-- MATERIAL SHOWN --
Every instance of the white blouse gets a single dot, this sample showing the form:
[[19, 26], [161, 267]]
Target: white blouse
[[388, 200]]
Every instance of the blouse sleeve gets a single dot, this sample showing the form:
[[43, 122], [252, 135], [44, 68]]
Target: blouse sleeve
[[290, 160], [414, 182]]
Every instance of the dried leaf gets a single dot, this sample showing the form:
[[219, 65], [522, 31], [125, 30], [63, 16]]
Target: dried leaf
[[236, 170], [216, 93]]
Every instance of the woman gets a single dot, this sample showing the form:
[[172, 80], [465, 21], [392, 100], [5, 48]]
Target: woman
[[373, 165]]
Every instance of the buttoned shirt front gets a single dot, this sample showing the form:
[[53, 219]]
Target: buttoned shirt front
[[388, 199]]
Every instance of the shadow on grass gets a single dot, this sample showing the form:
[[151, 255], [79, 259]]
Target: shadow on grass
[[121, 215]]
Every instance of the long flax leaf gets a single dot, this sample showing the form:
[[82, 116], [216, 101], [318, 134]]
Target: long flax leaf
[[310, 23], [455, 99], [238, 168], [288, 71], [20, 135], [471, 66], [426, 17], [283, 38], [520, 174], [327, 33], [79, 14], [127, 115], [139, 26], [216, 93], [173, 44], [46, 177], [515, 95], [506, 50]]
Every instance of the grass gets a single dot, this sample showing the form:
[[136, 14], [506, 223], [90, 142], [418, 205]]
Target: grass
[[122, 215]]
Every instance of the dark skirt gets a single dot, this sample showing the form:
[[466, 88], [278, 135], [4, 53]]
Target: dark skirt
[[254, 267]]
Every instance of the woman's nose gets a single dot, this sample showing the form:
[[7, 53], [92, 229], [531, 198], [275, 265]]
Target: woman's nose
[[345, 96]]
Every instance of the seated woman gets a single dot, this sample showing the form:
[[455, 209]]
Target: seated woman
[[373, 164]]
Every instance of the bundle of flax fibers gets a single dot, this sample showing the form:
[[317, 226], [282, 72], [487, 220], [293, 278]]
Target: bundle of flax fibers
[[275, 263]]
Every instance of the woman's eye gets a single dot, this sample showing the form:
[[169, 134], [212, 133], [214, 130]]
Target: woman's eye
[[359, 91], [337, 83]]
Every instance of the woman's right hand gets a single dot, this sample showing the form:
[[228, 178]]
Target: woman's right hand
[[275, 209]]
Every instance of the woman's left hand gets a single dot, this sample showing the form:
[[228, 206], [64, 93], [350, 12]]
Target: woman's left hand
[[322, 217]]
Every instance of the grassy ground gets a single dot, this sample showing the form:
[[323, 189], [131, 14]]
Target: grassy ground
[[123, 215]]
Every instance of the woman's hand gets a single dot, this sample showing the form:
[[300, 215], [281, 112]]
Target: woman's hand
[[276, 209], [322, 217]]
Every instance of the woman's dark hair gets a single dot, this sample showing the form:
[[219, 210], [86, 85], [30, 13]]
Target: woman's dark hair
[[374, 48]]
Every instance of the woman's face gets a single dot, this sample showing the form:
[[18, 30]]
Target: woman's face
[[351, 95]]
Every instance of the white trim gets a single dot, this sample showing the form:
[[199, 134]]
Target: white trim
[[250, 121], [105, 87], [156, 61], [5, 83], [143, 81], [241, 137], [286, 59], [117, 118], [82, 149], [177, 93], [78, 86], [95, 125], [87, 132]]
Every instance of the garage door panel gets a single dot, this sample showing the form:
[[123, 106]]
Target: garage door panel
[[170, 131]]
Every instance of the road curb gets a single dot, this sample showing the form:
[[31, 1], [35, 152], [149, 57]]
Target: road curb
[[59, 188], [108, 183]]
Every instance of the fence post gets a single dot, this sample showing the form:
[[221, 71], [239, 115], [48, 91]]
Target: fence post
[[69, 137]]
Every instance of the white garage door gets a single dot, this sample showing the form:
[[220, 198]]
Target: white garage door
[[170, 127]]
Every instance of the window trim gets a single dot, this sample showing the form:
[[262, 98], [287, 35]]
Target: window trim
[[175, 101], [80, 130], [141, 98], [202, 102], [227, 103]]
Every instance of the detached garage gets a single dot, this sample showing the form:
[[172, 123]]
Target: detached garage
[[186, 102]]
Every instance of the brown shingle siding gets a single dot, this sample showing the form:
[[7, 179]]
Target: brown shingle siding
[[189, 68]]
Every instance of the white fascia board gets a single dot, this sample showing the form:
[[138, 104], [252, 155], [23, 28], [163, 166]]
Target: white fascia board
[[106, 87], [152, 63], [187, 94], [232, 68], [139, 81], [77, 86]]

-- AIM OF THE TASK --
Please reproduce every one of the lines above word for word.

-- RESULT --
Every instance of the white blouse gets a single dot, this sample showing the form:
[[19, 26], [161, 267]]
Target: white blouse
[[388, 200]]
Every instance of the blouse sleeve gets a single dot, this sample showing the form:
[[43, 122], [252, 135], [44, 68]]
Target: blouse sleeve
[[290, 160], [414, 182]]
Every instance of the dried leaf gets a single dot, this sample showing the form:
[[219, 65], [522, 31], [125, 30], [63, 16]]
Target: dried leaf
[[236, 170], [216, 93]]
Every instance of the woman gets a single dot, this sample showing the form:
[[172, 80], [465, 21], [392, 100], [5, 48]]
Target: woman
[[373, 165]]
Every instance of the buttoned shirt front gets a single dot, this sample showing the form:
[[53, 219]]
Target: buttoned shirt front
[[388, 199]]
Every instance of the shadow on grass gets a single dot, this sample showing the form:
[[151, 255], [79, 259]]
Target: shadow on grass
[[121, 215]]
Every instance of the long flax leaf gets a single dot, this sample showing the form:
[[82, 116], [216, 101], [318, 134]]
Target: long flax leaf
[[310, 23], [455, 99], [238, 168], [288, 71], [20, 135], [471, 66], [426, 17], [283, 38], [520, 174], [327, 33], [79, 14], [127, 115], [139, 26], [216, 93], [173, 44], [46, 177], [515, 95], [506, 50]]
Every instance of the grass gets a single dot, this sample showing the form:
[[136, 14], [506, 223], [90, 142], [418, 205]]
Target: grass
[[122, 215]]
Every instance of the dark skirt gets a single dot, this sample showing the form:
[[466, 88], [278, 135], [4, 53]]
Target: dark skirt
[[254, 267]]
Every instance of the woman's nose gets a single dot, this sample showing the form:
[[7, 53], [92, 229], [531, 198], [275, 265]]
Target: woman's nose
[[345, 96]]
Every instance of the seated woman gets a single dot, this sample showing the form:
[[455, 209]]
Target: seated woman
[[373, 164]]
Every instance of the bundle of flax fibers gets a single dot, this sample showing the form:
[[317, 226], [282, 72], [487, 220], [293, 278]]
Target: bundle of flax fibers
[[275, 263]]
Every instance of the woman's eye gets a single dot, this sample showing the form:
[[169, 134], [212, 133], [214, 130]]
Target: woman's eye
[[359, 91], [337, 83]]
Every instance of the woman's right hand gets a single dot, this sample showing the form:
[[228, 178]]
Target: woman's right hand
[[275, 209]]
Every instance of the woman's left hand gets a single dot, this sample showing the form:
[[228, 206], [64, 93], [350, 12]]
Target: woman's left hand
[[322, 217]]
Every instance of the grassy ground gets a single dot, this sample showing the form:
[[323, 189], [131, 14]]
Target: grassy ground
[[123, 215]]
Every instance of the woman's hand gets a single dot, this sample showing the form:
[[300, 215], [281, 112]]
Target: woman's hand
[[276, 209], [322, 217]]
Every instance of the woman's dark hair gets a single dot, this sample showing the form:
[[219, 210], [86, 85], [30, 13]]
Target: woman's dark hair
[[374, 48]]
Every instance of the woman's face gets a single dot, this sample showing the form:
[[18, 30]]
Target: woman's face
[[351, 95]]
Every instance of the white trim gets a single dot, this sample showing the form:
[[199, 134]]
Target: white trim
[[250, 121], [105, 87], [156, 61], [5, 83], [143, 81], [241, 137], [286, 59], [117, 118], [82, 149], [177, 93], [78, 86], [95, 125], [87, 132]]
Every instance of the garage door panel gets a single dot, this sample showing the form:
[[123, 106]]
Target: garage door panel
[[170, 131]]
Every instance of the road curb gets a single dot, this sample showing the form:
[[31, 1], [35, 152], [149, 57]]
Target: road curb
[[59, 188], [108, 183]]
Every instance of the fence post gets a single dot, this sample showing the form:
[[221, 71], [239, 115], [48, 91]]
Target: fence post
[[69, 137]]
Every instance of the white garage door gets a single dot, this sample showing the form:
[[220, 198]]
Target: white garage door
[[170, 127]]
Every instance of the window trim gets a single dot, this sample showing the form:
[[262, 98], [287, 35]]
Target: window trim
[[175, 101], [80, 130], [141, 98], [202, 102], [227, 103]]
Every instance of the detached garage gets a single dot, this sample showing the form:
[[172, 123]]
Target: detached garage
[[186, 102]]
Every instance of the brown shingle siding gets a single dot, this sample showing the form:
[[7, 179]]
Target: brown shingle siding
[[189, 68]]
Every instance of the white fascia board gets a single dot, this sample showing the form:
[[138, 104], [252, 155], [23, 28], [163, 166]]
Target: white fascia board
[[106, 87], [152, 63], [187, 94], [232, 68], [139, 81], [77, 86]]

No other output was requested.